• **Exercise instructions**
Write out the records in full, exactly as given, but without the images.

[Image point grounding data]
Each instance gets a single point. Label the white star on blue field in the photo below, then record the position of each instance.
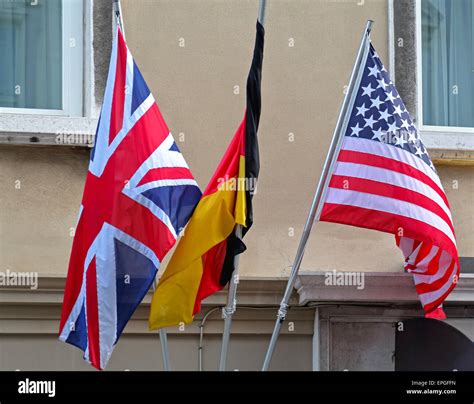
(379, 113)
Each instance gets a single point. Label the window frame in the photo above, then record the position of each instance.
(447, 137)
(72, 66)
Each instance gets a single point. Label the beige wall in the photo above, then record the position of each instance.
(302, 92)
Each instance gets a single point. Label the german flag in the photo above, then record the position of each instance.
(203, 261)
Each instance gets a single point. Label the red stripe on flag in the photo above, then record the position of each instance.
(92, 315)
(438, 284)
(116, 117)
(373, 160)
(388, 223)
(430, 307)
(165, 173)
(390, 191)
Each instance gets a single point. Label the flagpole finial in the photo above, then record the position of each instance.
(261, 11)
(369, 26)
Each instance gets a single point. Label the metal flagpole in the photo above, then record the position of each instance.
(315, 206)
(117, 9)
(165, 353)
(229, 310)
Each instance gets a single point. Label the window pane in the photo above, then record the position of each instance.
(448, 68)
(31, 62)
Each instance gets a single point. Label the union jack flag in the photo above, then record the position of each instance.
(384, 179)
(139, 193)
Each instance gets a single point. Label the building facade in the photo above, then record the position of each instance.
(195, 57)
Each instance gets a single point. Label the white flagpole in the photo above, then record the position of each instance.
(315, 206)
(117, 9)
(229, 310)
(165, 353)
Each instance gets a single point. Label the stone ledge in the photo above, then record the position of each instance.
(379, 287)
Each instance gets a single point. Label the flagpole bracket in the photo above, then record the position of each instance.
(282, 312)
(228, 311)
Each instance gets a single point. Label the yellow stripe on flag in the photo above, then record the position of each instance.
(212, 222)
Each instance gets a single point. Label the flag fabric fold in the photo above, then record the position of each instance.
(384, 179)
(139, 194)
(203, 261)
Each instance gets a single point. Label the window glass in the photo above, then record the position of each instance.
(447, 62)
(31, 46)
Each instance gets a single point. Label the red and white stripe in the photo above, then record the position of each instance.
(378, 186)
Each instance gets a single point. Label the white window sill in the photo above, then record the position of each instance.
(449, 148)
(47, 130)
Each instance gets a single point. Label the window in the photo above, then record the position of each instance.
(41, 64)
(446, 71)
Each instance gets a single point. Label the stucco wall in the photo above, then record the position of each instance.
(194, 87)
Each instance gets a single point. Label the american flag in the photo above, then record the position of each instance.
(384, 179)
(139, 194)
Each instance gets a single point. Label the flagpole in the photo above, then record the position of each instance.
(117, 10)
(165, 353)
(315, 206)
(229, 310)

• **Your response**
Each instance gets a single point. Label the white star on blue field in the photo below, then record the position of each instance.
(379, 113)
Each instance gets a single point. Label the window frame in the photo above, then record the position of each instance.
(447, 137)
(72, 66)
Each instance gets a single point. Label the beige wall in the photo above, then record the position of each instance.
(302, 92)
Each instance gets a single point. Label the german flag in the photo above, then record the position of each instance.
(203, 261)
Each instance gets a single point. Label the red stripe on flag in the photo above, then record the position of each instance.
(92, 315)
(438, 284)
(116, 117)
(373, 160)
(388, 223)
(430, 307)
(165, 173)
(390, 191)
Each instance gets a single point. Label the flagpole finial in the photo above, then record the position of each instance.
(261, 11)
(369, 26)
Each instance gets a single point. Label the metal flagpole in the photo above, then record the position of each instance.
(315, 206)
(117, 9)
(165, 353)
(229, 310)
Each instance gets a single point. Label the window pane in the photo above, then record the position of each instance.
(448, 68)
(31, 62)
Each instance gets a single point. Label the union jack flag in the photo above, then record the position of each instance.
(384, 179)
(139, 193)
Each instance gets a single point. Label the building facade in the photo above, then record the position of each instance.
(195, 57)
Each instance gets a single point. Label the white flagpole in the photo above, then record the position of each instance.
(315, 206)
(117, 9)
(229, 310)
(165, 353)
Each instance gets a single point. Label the stone ledge in the photo above, then record the position of each instance.
(379, 287)
Each instance gets a single point. Label the flagpole bracket in the photo above, then record the position of each instance.
(282, 312)
(228, 311)
Each instance gets a single point. Label the yellow stripe on flag in the photo above, then record the position of each instance.
(212, 222)
Each instance gets a single point. Label the flag fabric fold in the photo above, then record the position of each instance.
(384, 179)
(139, 194)
(203, 261)
Each instance gets a single point. Label the window glass in the photo above, then record the position of each instance.
(447, 62)
(31, 46)
Each instance gets a single point. Label the red and white stripe in the photo above, then record the position of each instance.
(378, 186)
Each instance gets a single point. Label the white window sill in the photo above, then record the position of each instance.
(449, 148)
(47, 130)
Each instance gets a single point. Label the window in the photo above, then record the position of each instance.
(41, 64)
(446, 71)
Each instance gets a single point. Label the stucco wall in the photo above, then record the position of each instance.
(194, 87)
Each instance gets a single point. Label the american flag in the photo above, then record the position of each instance.
(384, 179)
(139, 194)
Each instance gets a single point. Label the flagpole in the photo above, then record the position of each instance.
(117, 10)
(165, 353)
(315, 206)
(229, 310)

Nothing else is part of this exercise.